• **EXCERPTED TEXT**

And yet, regardless of how I experience wearing my preferred clothing, my clothed body enters the public sphere freighted with meanings conferred by history, culture, and politics, and cloaked in the ideologies, fantasies, desires, and resentments that others map onto my body and my clothes. Dressing is like writing, I remind myself; no matter how carefully I craft my words on the page, readers take them up in unexpected, unintended ways. And no matter what meanings I assign to my clothes and clothing practices, others read my clothed body through their own lenses. While the act of dressing involves attending to my own needs and desires, it also involves navigating my awareness (sometimes acute, sometimes latent) that others will inevitably read my clothed body in ways that feel like misrecognition or misunderstanding, and in ways that reinforce norms—such as white femininity—that I seek to challenge.
***
“I saw you from afar,” my colleague gushes, “and I wondered, ‘Who is wearing that perfect outfit?’ You look like you stepped off a movie set!” I thank her for the compliment, relieved that we have something to talk about. A week later, I do an abrupt about-face when I see her walking in my direction. I’m wearing the same outfit and feel overcome with shame at the thought of seeing her again. Heart pounding, I walk briskly and slip into the nearest side street.
Recalling this about-face years later, I find myself thinking about scarcity and adornment. For peacocks, the scarcity of available female partners makes scintillating adornment a necessity. For me, the youngest of many children with pressing needs, hats and clothing were tools for countering emotional scarcity, for connecting with my emotionally elusive mother. My need for such connection felt urgent, the key to staving off my disappearance. Now, when I experience scarcity in my relationship with another woman—a tenuous connection, or a sense that there is not enough space for both of us to thrive—vestigial magical thinking kicks in, tempting me to believe that wearing the right outfit will make me visible for who I am, foster meaningful communication, and strengthen our strained connection. When I conflate clothing and communication in this way, repeating an outfit feels embarrassing, like I’m recounting the same tired story or making an argument I’ve made before.
On an intellectual level, I understand that clothing can’t work this kind of magic; it can’t repair a strained relationship. I understand, too, that by focusing my attention on another’s responses to my clothing, I make myself a lightning rod in one of the oldest economies of scarcity: the gendered realm in which women are slated to compete with each other over our bodies and clothes. Relying on clothing to strengthen my relationships with particular women may thus exacerbate the very competition I hope to lessen.

• **GIVEN RECORDS**
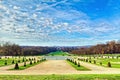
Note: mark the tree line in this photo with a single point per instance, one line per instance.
(111, 47)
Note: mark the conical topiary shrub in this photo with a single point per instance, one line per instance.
(25, 64)
(19, 61)
(78, 64)
(89, 61)
(109, 64)
(16, 66)
(94, 61)
(13, 61)
(30, 62)
(23, 60)
(100, 63)
(75, 63)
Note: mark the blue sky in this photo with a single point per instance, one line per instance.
(59, 22)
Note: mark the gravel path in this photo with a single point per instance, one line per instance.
(58, 67)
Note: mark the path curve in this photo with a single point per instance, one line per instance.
(58, 67)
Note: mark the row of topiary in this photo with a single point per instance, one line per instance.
(74, 62)
(94, 61)
(32, 62)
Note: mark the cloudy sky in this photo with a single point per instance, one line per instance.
(59, 22)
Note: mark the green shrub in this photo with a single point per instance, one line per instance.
(23, 60)
(5, 62)
(78, 64)
(94, 61)
(100, 63)
(19, 61)
(25, 64)
(109, 64)
(89, 61)
(16, 66)
(30, 62)
(75, 63)
(13, 61)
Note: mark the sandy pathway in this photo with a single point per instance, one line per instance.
(58, 67)
(52, 66)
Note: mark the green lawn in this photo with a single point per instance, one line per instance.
(62, 77)
(81, 68)
(9, 60)
(59, 53)
(28, 65)
(115, 63)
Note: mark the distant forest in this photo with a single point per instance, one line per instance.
(10, 49)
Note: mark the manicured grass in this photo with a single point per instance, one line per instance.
(115, 63)
(59, 53)
(28, 65)
(9, 60)
(81, 68)
(62, 77)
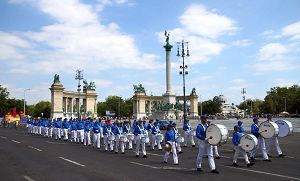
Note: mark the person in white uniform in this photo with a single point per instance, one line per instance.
(204, 146)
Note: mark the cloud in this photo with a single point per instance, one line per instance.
(201, 28)
(273, 51)
(76, 39)
(292, 30)
(200, 21)
(285, 82)
(241, 43)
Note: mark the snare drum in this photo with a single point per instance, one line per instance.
(268, 129)
(123, 138)
(285, 128)
(159, 137)
(193, 133)
(216, 134)
(145, 139)
(111, 137)
(180, 139)
(248, 142)
(130, 136)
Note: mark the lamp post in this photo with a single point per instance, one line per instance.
(79, 77)
(25, 101)
(184, 53)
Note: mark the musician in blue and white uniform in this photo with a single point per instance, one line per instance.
(96, 135)
(126, 131)
(65, 127)
(178, 146)
(80, 131)
(118, 132)
(139, 132)
(87, 133)
(204, 146)
(107, 131)
(73, 131)
(187, 128)
(149, 130)
(260, 141)
(154, 131)
(236, 137)
(273, 141)
(170, 141)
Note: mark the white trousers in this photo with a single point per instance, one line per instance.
(215, 150)
(271, 142)
(237, 150)
(65, 133)
(155, 141)
(175, 157)
(262, 146)
(96, 139)
(107, 142)
(204, 146)
(138, 144)
(87, 138)
(188, 137)
(73, 136)
(80, 135)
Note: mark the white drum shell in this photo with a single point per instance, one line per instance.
(111, 137)
(180, 139)
(145, 139)
(285, 128)
(248, 142)
(268, 129)
(159, 137)
(216, 134)
(130, 136)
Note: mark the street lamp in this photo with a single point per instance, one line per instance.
(25, 101)
(79, 77)
(184, 53)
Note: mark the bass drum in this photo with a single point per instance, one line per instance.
(217, 134)
(285, 128)
(268, 129)
(248, 142)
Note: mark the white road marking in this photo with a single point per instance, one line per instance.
(76, 163)
(54, 143)
(35, 148)
(15, 141)
(28, 178)
(144, 165)
(266, 173)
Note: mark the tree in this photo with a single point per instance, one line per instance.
(211, 107)
(3, 100)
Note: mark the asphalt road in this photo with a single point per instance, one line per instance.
(31, 157)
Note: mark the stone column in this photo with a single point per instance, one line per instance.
(168, 48)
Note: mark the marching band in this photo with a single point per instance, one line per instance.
(123, 134)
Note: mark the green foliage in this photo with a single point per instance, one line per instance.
(113, 104)
(42, 107)
(211, 107)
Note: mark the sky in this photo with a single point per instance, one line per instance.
(233, 44)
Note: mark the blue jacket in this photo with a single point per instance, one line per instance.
(187, 127)
(200, 131)
(96, 129)
(126, 129)
(79, 125)
(170, 136)
(139, 130)
(236, 137)
(65, 125)
(255, 130)
(155, 130)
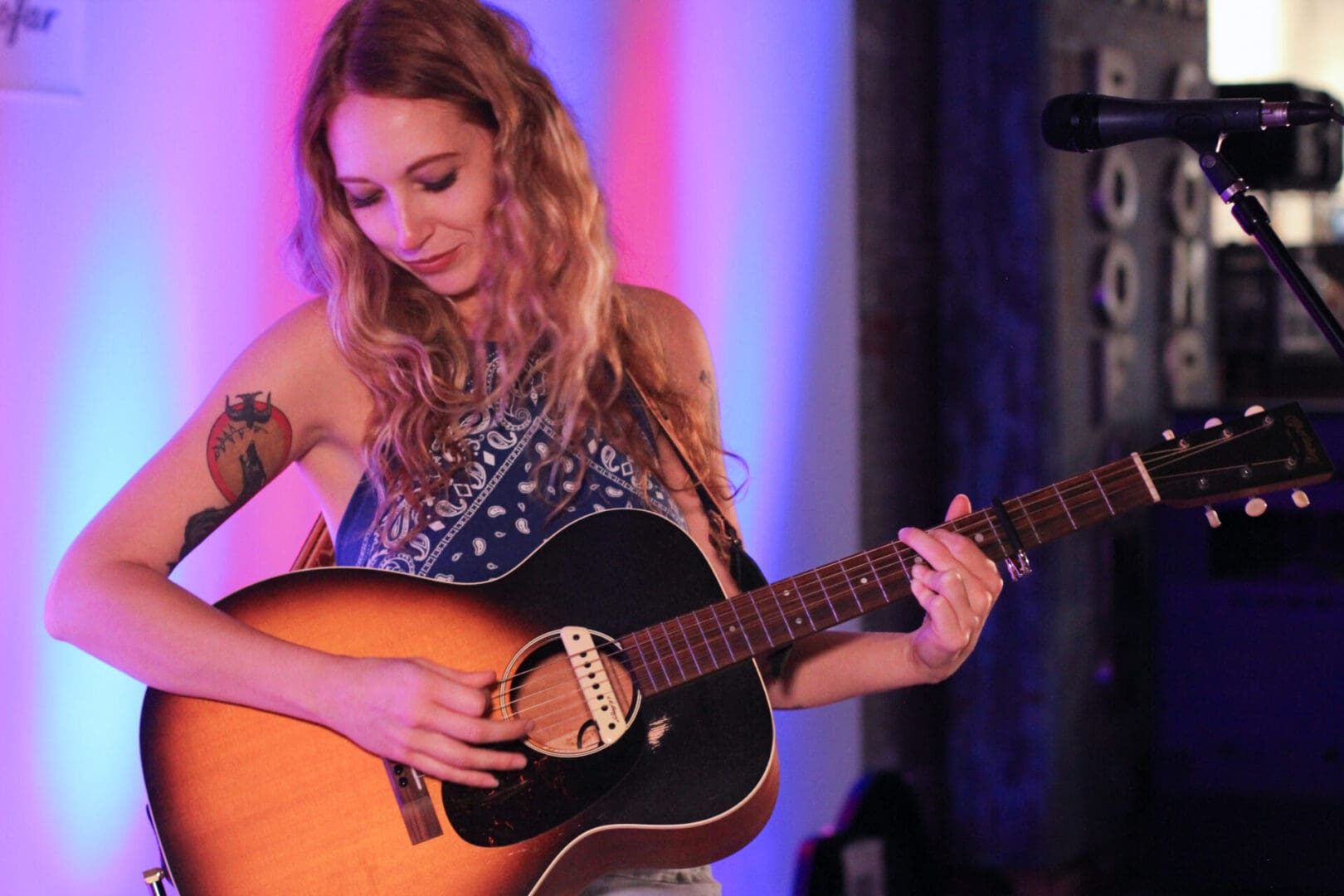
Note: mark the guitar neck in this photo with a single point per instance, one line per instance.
(758, 622)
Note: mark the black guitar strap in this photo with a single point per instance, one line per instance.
(723, 535)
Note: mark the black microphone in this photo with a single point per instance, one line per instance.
(1083, 121)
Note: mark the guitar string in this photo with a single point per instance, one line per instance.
(1120, 470)
(806, 594)
(660, 644)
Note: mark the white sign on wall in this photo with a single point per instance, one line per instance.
(42, 45)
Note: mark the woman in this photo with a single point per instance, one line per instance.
(470, 353)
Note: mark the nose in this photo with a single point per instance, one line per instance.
(411, 227)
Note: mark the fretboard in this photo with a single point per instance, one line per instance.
(758, 622)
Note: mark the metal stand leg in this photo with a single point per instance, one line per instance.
(155, 879)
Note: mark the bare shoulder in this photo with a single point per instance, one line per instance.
(684, 348)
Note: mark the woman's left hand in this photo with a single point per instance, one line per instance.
(957, 589)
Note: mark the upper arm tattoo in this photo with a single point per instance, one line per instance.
(247, 445)
(714, 403)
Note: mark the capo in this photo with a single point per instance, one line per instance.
(1018, 563)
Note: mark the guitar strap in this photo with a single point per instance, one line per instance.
(319, 551)
(723, 535)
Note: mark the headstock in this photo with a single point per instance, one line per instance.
(1264, 451)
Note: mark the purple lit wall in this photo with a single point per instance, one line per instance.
(141, 229)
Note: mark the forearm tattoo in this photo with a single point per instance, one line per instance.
(247, 444)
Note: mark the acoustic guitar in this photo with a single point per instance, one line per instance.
(655, 743)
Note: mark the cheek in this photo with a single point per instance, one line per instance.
(373, 225)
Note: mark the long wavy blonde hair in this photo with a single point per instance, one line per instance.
(548, 275)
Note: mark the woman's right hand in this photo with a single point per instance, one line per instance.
(425, 715)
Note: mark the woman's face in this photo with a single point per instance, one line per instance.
(420, 183)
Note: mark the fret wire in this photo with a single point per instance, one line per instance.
(825, 594)
(782, 614)
(756, 605)
(657, 655)
(648, 672)
(743, 627)
(672, 650)
(867, 555)
(1103, 494)
(1064, 504)
(689, 646)
(1031, 522)
(714, 611)
(852, 590)
(802, 597)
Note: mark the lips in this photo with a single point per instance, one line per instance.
(435, 264)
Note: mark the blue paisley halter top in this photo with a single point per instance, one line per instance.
(494, 514)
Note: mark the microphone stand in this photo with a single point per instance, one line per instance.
(1254, 221)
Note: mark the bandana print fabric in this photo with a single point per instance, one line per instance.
(492, 514)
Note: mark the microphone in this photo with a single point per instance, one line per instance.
(1083, 121)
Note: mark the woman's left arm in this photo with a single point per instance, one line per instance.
(957, 585)
(957, 590)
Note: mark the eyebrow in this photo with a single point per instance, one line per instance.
(410, 169)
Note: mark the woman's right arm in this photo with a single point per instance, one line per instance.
(112, 597)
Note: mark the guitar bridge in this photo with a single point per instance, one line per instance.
(594, 684)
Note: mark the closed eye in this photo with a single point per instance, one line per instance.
(442, 183)
(362, 202)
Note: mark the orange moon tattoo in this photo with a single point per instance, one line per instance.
(247, 434)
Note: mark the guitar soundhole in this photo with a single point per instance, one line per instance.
(548, 685)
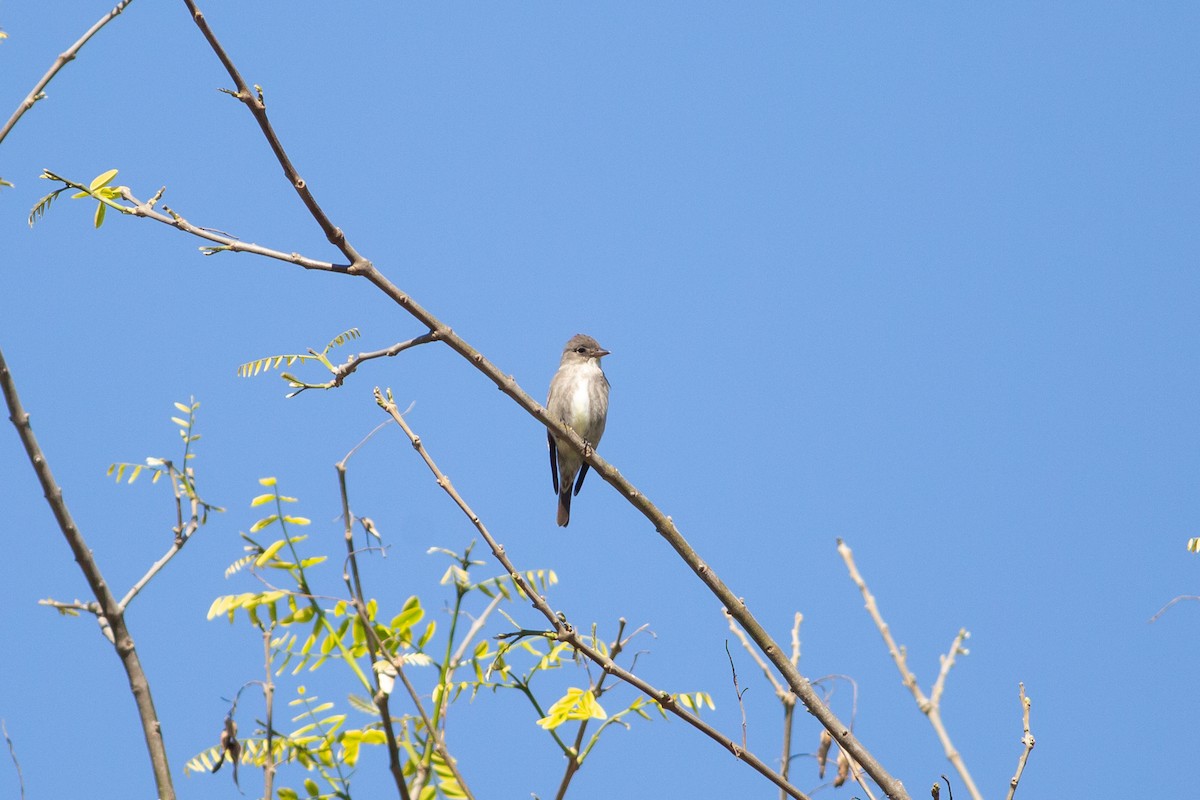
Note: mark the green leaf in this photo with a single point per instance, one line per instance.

• **GOAL OF THE EXERCISE**
According to the excerpt on clothing, what makes scintillating adornment a necessity for peacocks? The material is separate from the excerpt on clothing.

• **SOLVED EXERCISE**
The scarcity of available female partners.